• [Work to be completed]
Quote exactly, and only, the lines from the one with "around the windshield?" through the end of the listing.

• [Data for the task]
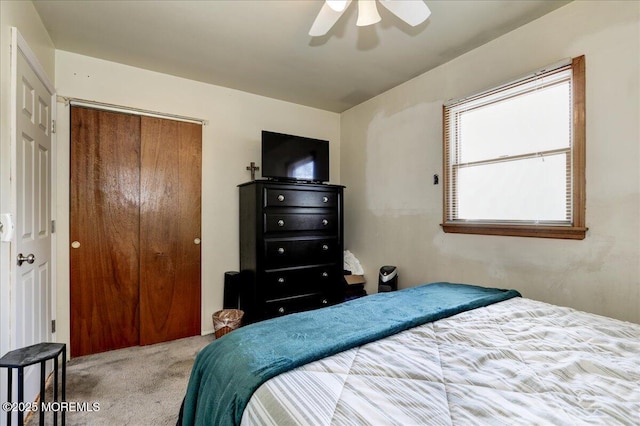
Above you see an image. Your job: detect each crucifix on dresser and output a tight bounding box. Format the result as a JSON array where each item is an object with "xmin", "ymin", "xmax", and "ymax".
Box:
[{"xmin": 247, "ymin": 161, "xmax": 260, "ymax": 180}]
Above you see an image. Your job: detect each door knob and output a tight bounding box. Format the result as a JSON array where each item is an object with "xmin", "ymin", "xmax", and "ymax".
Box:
[{"xmin": 18, "ymin": 253, "xmax": 36, "ymax": 266}]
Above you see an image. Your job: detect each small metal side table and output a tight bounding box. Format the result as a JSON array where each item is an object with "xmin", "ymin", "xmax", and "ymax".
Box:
[{"xmin": 0, "ymin": 343, "xmax": 67, "ymax": 426}]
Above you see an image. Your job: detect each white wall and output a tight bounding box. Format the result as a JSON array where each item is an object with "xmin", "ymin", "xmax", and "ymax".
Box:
[
  {"xmin": 56, "ymin": 51, "xmax": 340, "ymax": 348},
  {"xmin": 341, "ymin": 1, "xmax": 640, "ymax": 322}
]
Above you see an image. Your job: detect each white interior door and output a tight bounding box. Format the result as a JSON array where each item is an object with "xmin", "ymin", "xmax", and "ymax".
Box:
[{"xmin": 10, "ymin": 28, "xmax": 53, "ymax": 412}]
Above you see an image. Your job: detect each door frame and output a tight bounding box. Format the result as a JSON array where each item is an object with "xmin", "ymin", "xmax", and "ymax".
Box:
[{"xmin": 0, "ymin": 27, "xmax": 57, "ymax": 356}]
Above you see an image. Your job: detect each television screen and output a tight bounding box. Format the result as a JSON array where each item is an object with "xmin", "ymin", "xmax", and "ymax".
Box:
[{"xmin": 262, "ymin": 130, "xmax": 329, "ymax": 182}]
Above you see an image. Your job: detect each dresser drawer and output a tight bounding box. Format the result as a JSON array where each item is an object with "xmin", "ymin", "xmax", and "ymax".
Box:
[
  {"xmin": 264, "ymin": 212, "xmax": 338, "ymax": 232},
  {"xmin": 265, "ymin": 238, "xmax": 342, "ymax": 269},
  {"xmin": 261, "ymin": 264, "xmax": 342, "ymax": 299},
  {"xmin": 264, "ymin": 188, "xmax": 338, "ymax": 207},
  {"xmin": 264, "ymin": 294, "xmax": 332, "ymax": 317}
]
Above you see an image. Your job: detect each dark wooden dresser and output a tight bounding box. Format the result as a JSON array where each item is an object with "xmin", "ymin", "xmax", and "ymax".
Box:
[{"xmin": 239, "ymin": 180, "xmax": 344, "ymax": 322}]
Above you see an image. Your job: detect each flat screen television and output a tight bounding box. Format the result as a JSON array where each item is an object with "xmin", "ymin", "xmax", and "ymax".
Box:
[{"xmin": 262, "ymin": 130, "xmax": 329, "ymax": 182}]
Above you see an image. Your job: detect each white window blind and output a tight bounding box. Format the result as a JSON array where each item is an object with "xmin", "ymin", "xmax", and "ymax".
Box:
[{"xmin": 444, "ymin": 63, "xmax": 573, "ymax": 226}]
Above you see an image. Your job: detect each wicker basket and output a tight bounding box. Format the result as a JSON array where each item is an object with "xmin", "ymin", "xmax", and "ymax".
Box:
[{"xmin": 212, "ymin": 309, "xmax": 244, "ymax": 339}]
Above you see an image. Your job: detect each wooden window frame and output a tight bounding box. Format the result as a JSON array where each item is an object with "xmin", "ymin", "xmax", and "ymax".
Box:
[{"xmin": 441, "ymin": 55, "xmax": 588, "ymax": 240}]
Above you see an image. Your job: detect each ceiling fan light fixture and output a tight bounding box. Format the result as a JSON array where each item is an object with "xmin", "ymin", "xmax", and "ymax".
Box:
[{"xmin": 326, "ymin": 0, "xmax": 347, "ymax": 12}]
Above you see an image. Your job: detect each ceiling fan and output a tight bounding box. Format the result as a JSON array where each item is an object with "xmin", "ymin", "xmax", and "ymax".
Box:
[{"xmin": 309, "ymin": 0, "xmax": 431, "ymax": 37}]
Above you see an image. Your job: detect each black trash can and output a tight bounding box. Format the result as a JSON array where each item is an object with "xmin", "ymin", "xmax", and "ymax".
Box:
[{"xmin": 378, "ymin": 265, "xmax": 398, "ymax": 293}]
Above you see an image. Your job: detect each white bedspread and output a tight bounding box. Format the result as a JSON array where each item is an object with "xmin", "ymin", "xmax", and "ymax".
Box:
[{"xmin": 242, "ymin": 298, "xmax": 640, "ymax": 426}]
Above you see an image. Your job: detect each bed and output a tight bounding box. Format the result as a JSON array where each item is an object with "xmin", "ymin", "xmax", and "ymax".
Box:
[{"xmin": 179, "ymin": 283, "xmax": 640, "ymax": 426}]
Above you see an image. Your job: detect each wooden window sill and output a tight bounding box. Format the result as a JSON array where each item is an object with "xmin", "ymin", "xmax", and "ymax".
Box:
[{"xmin": 440, "ymin": 223, "xmax": 589, "ymax": 240}]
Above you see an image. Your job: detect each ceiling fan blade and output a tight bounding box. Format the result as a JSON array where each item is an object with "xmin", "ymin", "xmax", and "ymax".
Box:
[
  {"xmin": 309, "ymin": 0, "xmax": 351, "ymax": 37},
  {"xmin": 356, "ymin": 0, "xmax": 381, "ymax": 27},
  {"xmin": 380, "ymin": 0, "xmax": 431, "ymax": 27}
]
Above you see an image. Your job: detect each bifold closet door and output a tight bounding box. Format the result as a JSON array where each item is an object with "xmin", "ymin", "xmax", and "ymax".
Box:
[
  {"xmin": 140, "ymin": 117, "xmax": 202, "ymax": 345},
  {"xmin": 70, "ymin": 107, "xmax": 202, "ymax": 356},
  {"xmin": 70, "ymin": 107, "xmax": 140, "ymax": 357}
]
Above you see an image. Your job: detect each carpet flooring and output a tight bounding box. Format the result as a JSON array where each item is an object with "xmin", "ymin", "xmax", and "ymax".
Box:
[{"xmin": 27, "ymin": 334, "xmax": 214, "ymax": 426}]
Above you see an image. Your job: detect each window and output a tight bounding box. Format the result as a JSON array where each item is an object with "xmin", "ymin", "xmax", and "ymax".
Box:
[{"xmin": 442, "ymin": 56, "xmax": 587, "ymax": 239}]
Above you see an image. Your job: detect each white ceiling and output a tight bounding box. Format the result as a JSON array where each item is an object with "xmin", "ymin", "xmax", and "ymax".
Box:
[{"xmin": 34, "ymin": 0, "xmax": 569, "ymax": 112}]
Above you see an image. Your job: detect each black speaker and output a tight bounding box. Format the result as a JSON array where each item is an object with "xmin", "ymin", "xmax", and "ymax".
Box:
[{"xmin": 222, "ymin": 271, "xmax": 242, "ymax": 309}]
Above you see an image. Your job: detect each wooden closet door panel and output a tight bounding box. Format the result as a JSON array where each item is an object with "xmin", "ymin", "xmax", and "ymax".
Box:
[
  {"xmin": 70, "ymin": 107, "xmax": 140, "ymax": 357},
  {"xmin": 140, "ymin": 117, "xmax": 202, "ymax": 345}
]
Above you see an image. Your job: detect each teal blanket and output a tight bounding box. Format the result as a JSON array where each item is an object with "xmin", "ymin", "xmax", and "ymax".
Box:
[{"xmin": 182, "ymin": 283, "xmax": 520, "ymax": 426}]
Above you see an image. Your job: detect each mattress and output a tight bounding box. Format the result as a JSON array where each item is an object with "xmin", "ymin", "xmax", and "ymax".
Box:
[{"xmin": 242, "ymin": 298, "xmax": 640, "ymax": 426}]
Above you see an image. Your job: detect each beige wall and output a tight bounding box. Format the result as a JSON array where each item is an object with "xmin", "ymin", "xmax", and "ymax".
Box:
[
  {"xmin": 341, "ymin": 1, "xmax": 640, "ymax": 322},
  {"xmin": 56, "ymin": 51, "xmax": 340, "ymax": 348},
  {"xmin": 0, "ymin": 0, "xmax": 55, "ymax": 354}
]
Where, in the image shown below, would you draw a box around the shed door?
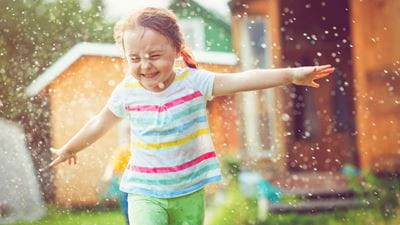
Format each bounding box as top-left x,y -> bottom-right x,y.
280,0 -> 358,171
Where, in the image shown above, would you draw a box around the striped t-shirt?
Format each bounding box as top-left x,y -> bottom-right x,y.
107,68 -> 221,198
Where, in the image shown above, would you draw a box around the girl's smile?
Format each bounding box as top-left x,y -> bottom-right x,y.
124,27 -> 179,92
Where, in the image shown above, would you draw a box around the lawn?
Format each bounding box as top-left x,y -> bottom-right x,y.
10,207 -> 125,225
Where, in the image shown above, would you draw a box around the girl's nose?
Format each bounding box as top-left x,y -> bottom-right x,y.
140,59 -> 151,72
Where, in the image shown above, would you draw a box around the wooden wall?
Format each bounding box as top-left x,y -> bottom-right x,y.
350,0 -> 400,170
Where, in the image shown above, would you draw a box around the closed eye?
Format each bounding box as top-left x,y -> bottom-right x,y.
150,55 -> 161,59
130,57 -> 140,62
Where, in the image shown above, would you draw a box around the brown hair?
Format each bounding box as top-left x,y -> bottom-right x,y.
114,7 -> 197,68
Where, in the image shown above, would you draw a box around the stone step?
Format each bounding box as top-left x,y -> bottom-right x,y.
268,199 -> 363,213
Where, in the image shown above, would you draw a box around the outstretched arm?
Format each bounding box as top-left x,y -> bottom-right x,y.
213,65 -> 335,96
49,106 -> 121,167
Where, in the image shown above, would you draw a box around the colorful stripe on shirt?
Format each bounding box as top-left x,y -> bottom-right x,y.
132,128 -> 210,150
127,152 -> 216,173
125,91 -> 203,112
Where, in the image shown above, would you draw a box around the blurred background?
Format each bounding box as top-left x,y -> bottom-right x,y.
0,0 -> 400,224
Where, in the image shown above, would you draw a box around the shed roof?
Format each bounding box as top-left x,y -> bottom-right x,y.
25,42 -> 237,97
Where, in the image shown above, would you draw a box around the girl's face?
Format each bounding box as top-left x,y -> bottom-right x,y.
123,27 -> 179,92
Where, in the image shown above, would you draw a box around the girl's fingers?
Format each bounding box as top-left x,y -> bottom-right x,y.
310,81 -> 319,88
48,157 -> 64,168
68,156 -> 76,165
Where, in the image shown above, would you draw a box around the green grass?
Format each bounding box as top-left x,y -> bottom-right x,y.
10,207 -> 125,225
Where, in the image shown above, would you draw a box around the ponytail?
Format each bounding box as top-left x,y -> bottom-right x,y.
181,49 -> 197,69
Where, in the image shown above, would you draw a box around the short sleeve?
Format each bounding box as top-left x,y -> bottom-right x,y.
189,69 -> 215,100
107,82 -> 126,117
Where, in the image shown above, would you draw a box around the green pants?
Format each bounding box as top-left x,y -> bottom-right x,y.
128,189 -> 205,225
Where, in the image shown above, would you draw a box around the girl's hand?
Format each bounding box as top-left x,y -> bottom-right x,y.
292,65 -> 335,88
49,148 -> 76,168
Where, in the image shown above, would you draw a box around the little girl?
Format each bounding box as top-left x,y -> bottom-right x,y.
50,8 -> 334,225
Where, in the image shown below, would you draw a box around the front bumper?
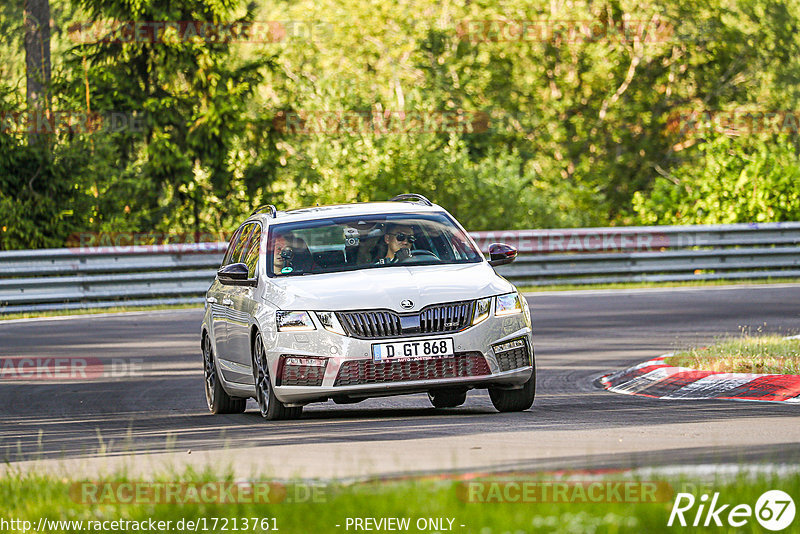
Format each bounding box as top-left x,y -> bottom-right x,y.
265,314 -> 534,405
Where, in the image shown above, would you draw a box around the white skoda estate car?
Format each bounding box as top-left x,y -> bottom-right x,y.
201,194 -> 536,419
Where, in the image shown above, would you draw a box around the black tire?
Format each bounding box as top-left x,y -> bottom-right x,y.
202,334 -> 247,414
489,364 -> 536,412
428,389 -> 467,408
253,334 -> 303,421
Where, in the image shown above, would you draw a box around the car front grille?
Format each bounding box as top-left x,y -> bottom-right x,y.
495,344 -> 531,371
333,352 -> 491,386
276,354 -> 328,386
339,300 -> 475,339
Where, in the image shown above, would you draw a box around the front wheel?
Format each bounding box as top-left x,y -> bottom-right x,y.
203,334 -> 247,414
489,364 -> 536,412
253,334 -> 303,421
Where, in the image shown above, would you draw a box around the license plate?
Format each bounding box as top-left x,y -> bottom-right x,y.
372,337 -> 455,362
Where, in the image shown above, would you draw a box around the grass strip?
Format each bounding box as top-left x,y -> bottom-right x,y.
666,335 -> 800,375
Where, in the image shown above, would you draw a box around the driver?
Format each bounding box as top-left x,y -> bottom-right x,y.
272,235 -> 292,274
378,224 -> 416,265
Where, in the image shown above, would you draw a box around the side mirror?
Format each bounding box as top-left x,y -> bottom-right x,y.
217,263 -> 257,286
489,243 -> 517,267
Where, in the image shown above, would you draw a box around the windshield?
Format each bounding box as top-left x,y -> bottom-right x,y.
267,213 -> 483,276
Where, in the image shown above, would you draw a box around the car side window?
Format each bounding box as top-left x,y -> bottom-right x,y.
240,223 -> 261,278
222,223 -> 253,267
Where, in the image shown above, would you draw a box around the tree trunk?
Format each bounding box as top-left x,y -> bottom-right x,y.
25,0 -> 51,149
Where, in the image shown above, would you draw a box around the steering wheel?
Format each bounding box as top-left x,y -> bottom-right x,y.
396,248 -> 442,262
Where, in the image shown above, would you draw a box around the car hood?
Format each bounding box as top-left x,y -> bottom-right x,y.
264,262 -> 514,312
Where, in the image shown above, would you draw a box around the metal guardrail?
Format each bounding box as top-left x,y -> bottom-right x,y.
0,222 -> 800,314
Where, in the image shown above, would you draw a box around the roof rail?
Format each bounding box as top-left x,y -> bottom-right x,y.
250,204 -> 278,219
389,193 -> 433,206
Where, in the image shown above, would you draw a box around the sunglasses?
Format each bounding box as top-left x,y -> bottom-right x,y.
389,233 -> 417,243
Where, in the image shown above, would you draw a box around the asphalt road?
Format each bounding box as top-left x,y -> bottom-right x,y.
0,285 -> 800,477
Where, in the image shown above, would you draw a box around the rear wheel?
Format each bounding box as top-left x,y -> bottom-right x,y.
203,334 -> 247,414
428,389 -> 467,408
489,365 -> 536,412
253,334 -> 303,421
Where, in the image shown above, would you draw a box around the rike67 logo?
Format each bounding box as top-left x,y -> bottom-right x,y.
667,490 -> 795,531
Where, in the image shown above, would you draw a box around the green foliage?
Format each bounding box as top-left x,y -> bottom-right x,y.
633,135 -> 800,224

• [Answer to this problem]
Where, in the image shown above, would you draw a box around the windshield?
Format each bounding box as top-left x,y -> bottom-right x,y.
267,213 -> 483,276
Where, in the image shown above, would you draw a box around the car side window?
Format each bounding box as top-left x,y -> bottom-right x,y.
240,223 -> 261,278
222,223 -> 253,267
Where, in the image shown above, would you draw a box around the tree trunk?
Format each bounding box as top-left x,y -> bottom-right x,y.
25,0 -> 51,149
Where, in the image shown above, would you draw a box around the steering wheel?
Format each bounding box as top-left x,y -> bottom-right x,y.
396,248 -> 442,262
Where, in the image shown above, would you draw a box around the car hood?
Format each bounding box as top-left x,y -> bottom-right x,y.
264,262 -> 514,312
Where, in the image shown above, would you draw a box around the metal guardrail?
Format each bounding box as top-left x,y -> bottom-right x,y.
0,222 -> 800,314
Where, in the image shown above, would you draw a box around the roof rail?
Format each bounding box as top-left x,y -> bottom-right x,y.
250,204 -> 278,219
389,193 -> 433,206
Where, in the image shown above, would you draw a box around the sunglasses?
Format each bounding box as top-left x,y -> bottom-right x,y.
389,233 -> 417,243
Where, in the image shown above, would you draw a box around the asphalt road?
Format each bounding box as top-left x,y -> bottom-right x,y.
0,285 -> 800,477
Where, in the image shown above, would you draw a box around the rear wheel?
Format each bounding box as top-left x,y -> bottom-right x,y.
203,334 -> 247,414
428,389 -> 467,408
489,365 -> 536,412
253,334 -> 303,421
Where, in the image shown above, would you draw a box around the rike67 logo?
Format each bounding box as top-left x,y -> bottom-right x,y.
667,490 -> 795,531
Where, in the image shown above, would you draw a box around the green foliage?
Format each bounding box as top-left x,y -> bottom-right x,y.
633,135 -> 800,224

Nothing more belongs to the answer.